- **Given task 1**
In the revenue recognition text, what payment terms do the Company's sales contracts typically have?
- **Given task 2**
Using the revenue recognition text, explain why more judgment and estimates may be required in the revenue recognition process.
- **Given task 3**
Transcribe everything in the revenue recognition text from "Step 1: Identify" down to "a performance obligation.".

*** Article ***

Revenue Recognition

The Company recognizes revenue in accordance with ASC Topic 606, “Revenue from Contracts with Customers” (“ASC 606”). The core principle of ASC 606 requires that an entity recognize revenue to depict the transfer of promised goods or services to customers in an amount that reflects the consideration to which the Company expects to be entitled in exchange for those goods or services. ASC 606 defines a five-step process to achieve this core principle and, in doing so, it is possible more judgment and estimates may be required within the revenue recognition process, including identifying performance obligations in the contract, estimating the amount of variable consideration to include in the transaction price and allocating the transaction price to each separate performance obligation.

The following five steps are applied to achieve that core principle:

Step 1: Identify the contract with the customer;
Step 2: Identify the performance obligations in the contract;
Step 3: Determine the transaction price;
Step 4: Allocate the transaction price to the performance obligations in the contract; and
Step 5: Recognize revenue when the company satisfies a performance obligation.

The Company’s sales contracts typically have 30-60 day payment terms. For sales contracts with payment terms of more than one year, the Company determines whether there is a significant financing component, and if so, revenue is recognized at an amount that represents the present value of the payments, and interest income is recognized over the contractual period using the effective interest method, reflected in other income on the consolidated statements of operations.

*** Stored data ***

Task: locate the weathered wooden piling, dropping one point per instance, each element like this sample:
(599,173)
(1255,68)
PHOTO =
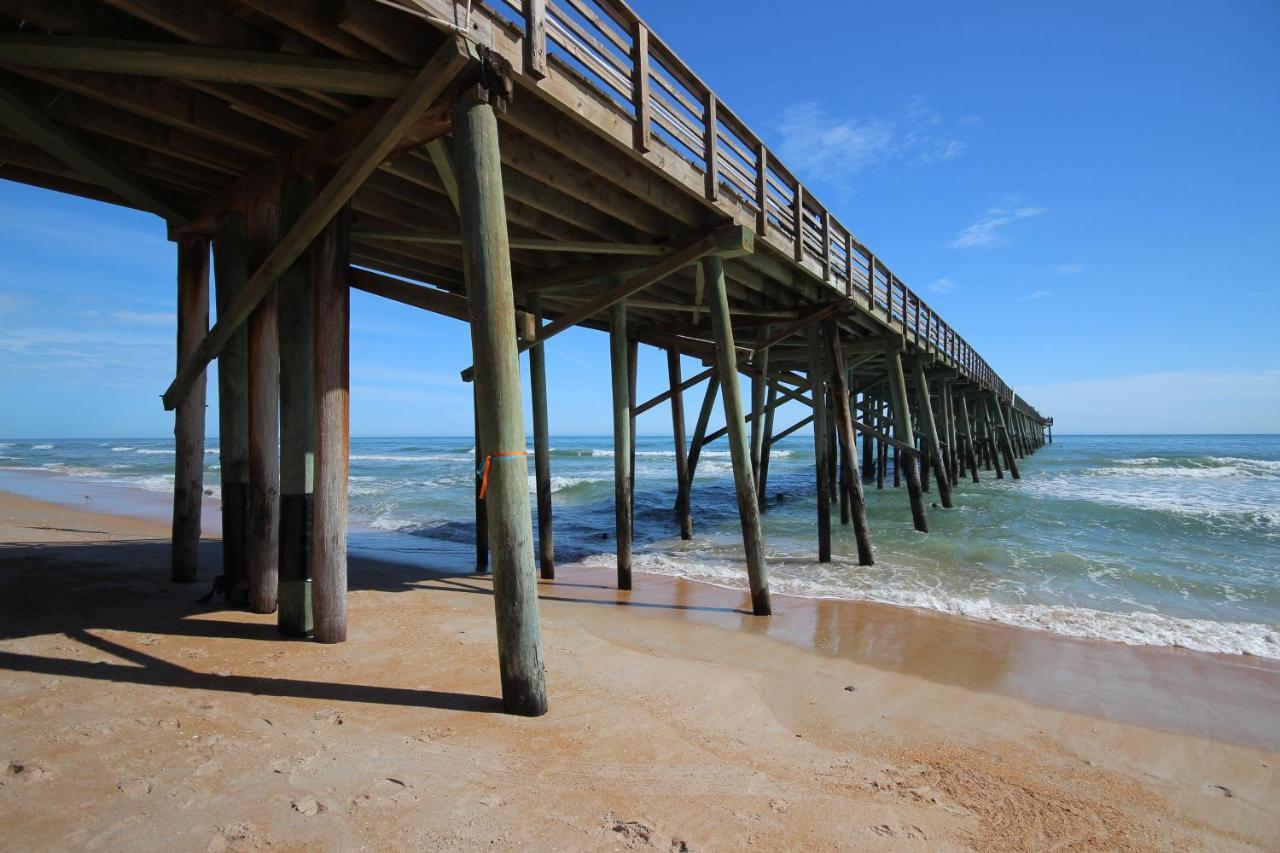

***

- **Answer 1**
The Company's sales contracts typically have 30-60 day payment terms.

- **Answer 2**
ASC 606 defines a five-step process for achieving its core principle. In doing so, it may call for more judgment and estimates, including identifying performance obligations in the contract, estimating how much variable consideration to include in the transaction price, and allocating the transaction price to each separate performance obligation.

- **Answer 3**
Step 1: Identify the contract with the customer;
Step 2: Identify the performance obligations in the contract;
Step 3: Determine the transaction price;
Step 4: Allocate the transaction price to the performance obligations in the contract; and
Step 5: Recognize revenue when the company satisfies a performance obligation.